Written instruction 1 -
Convert the lines of the records between the one containing "Can you see the window" and the one containing "pixel 173 188", inclusive, into a JSON list of strings, one string per line, leaving out blank lines.
>> start Document excerpt
I was a little hesitant to pick up Korea Boardgames co., Ltd.'s King’s Pouch after last week’s review of Burano.

They’re both fairly weighty worker placement games, and I was worried about covering similar terrain. Do we really need more talk about pushing cubes?

However, King’s Pouch really is quite a different machine – and not just the bag building.

Wait, what’s bag building? To answer that, we need to travel back to 2014. Dominion was a smashing success, deck building was beginning to show its age, and publishers were looking for the next big variation.

This is the best way to understand King’s Pouch, and why it became so overlooked.



Theme

After the king’s death, our realm has fractured into competing fiefdoms, each ruled by a would-be successor. Like you!

From the rulebook:

Quote:
You will use your citizens to develop your lands, muster armies and amass wealth. You may even try to secure the goodwill of influential public figures, like the remainders of the royal family.

But never forget to keep the dishonest parts of your society in check: Excessive corruption may lead to your downfall sooner than you think.

It’s stock-standard medieval material: knights, taverns, lots of concern for wheat crops.
>> end Document excerpt
Written instruction 2 -
Reproduce the passage of the King's Pouch review above between "They’re both fairly" and "about pushing cubes?", inclusive, without changing a word.
>> start Supplied records
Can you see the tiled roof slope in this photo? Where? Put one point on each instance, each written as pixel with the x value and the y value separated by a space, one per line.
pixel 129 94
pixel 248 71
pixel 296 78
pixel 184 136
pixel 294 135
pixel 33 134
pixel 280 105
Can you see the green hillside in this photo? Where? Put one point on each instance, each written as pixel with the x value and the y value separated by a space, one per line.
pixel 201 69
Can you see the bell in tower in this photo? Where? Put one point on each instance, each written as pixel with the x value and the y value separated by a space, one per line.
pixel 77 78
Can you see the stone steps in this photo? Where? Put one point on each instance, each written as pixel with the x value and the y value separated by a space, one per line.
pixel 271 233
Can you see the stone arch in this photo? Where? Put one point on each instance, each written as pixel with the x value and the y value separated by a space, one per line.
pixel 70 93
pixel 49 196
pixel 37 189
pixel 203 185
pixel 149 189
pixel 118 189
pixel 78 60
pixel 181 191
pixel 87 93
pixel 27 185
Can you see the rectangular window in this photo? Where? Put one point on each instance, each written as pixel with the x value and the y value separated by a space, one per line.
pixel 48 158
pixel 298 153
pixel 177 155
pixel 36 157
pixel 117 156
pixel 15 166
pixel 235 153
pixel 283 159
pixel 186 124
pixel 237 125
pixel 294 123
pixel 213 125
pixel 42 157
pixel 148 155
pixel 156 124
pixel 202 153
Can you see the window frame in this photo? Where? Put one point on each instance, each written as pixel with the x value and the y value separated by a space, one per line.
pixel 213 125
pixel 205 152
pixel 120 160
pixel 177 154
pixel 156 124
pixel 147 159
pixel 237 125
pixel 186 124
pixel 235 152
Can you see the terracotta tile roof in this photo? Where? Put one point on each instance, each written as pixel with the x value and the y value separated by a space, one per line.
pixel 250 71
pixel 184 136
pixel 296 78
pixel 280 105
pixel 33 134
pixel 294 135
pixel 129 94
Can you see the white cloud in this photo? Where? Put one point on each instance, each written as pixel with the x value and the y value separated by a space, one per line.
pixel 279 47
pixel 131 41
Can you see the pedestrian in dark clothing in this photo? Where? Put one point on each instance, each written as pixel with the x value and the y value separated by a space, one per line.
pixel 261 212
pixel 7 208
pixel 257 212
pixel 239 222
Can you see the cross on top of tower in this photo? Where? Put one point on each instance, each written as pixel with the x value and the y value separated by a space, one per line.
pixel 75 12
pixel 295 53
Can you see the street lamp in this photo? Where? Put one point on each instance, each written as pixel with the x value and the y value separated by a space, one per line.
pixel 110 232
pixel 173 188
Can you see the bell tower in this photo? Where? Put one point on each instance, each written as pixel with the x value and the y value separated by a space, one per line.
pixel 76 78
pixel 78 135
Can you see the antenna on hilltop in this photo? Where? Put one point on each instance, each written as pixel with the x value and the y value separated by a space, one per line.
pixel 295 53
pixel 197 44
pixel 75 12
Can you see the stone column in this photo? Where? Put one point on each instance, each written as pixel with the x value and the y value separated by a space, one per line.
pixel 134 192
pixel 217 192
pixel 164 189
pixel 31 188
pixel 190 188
>> end Supplied records
Reply 1 -
[
  "Can you see the window frame in this photo? Where? Put one point on each instance, each written as pixel with the x value and the y value separated by a space, one per line.",
  "pixel 213 125",
  "pixel 205 152",
  "pixel 120 160",
  "pixel 177 154",
  "pixel 156 124",
  "pixel 147 159",
  "pixel 237 125",
  "pixel 186 124",
  "pixel 235 152",
  "Can you see the terracotta tile roof in this photo? Where? Put one point on each instance, each written as pixel with the x value and the y value separated by a space, one per line.",
  "pixel 250 71",
  "pixel 184 136",
  "pixel 296 78",
  "pixel 280 105",
  "pixel 33 134",
  "pixel 294 135",
  "pixel 129 94",
  "Can you see the white cloud in this photo? Where? Put one point on each instance, each written as pixel with the x value and the y value separated by a space, one per line.",
  "pixel 279 47",
  "pixel 131 41",
  "Can you see the pedestrian in dark clothing in this photo? Where? Put one point on each instance, each written as pixel with the x value and the y value separated by a space, one per line.",
  "pixel 261 212",
  "pixel 7 208",
  "pixel 257 212",
  "pixel 239 222",
  "Can you see the cross on top of tower in this photo? Where? Put one point on each instance, each written as pixel with the x value and the y value separated by a space, one per line.",
  "pixel 75 12",
  "pixel 295 53",
  "Can you see the street lamp in this photo? Where? Put one point on each instance, each written as pixel with the x value and the y value separated by a space, one per line.",
  "pixel 110 232",
  "pixel 173 188"
]

Reply 2 -
They’re both fairly weighty worker placement games, and I was worried about covering similar terrain. Do we really need more talk about pushing cubes?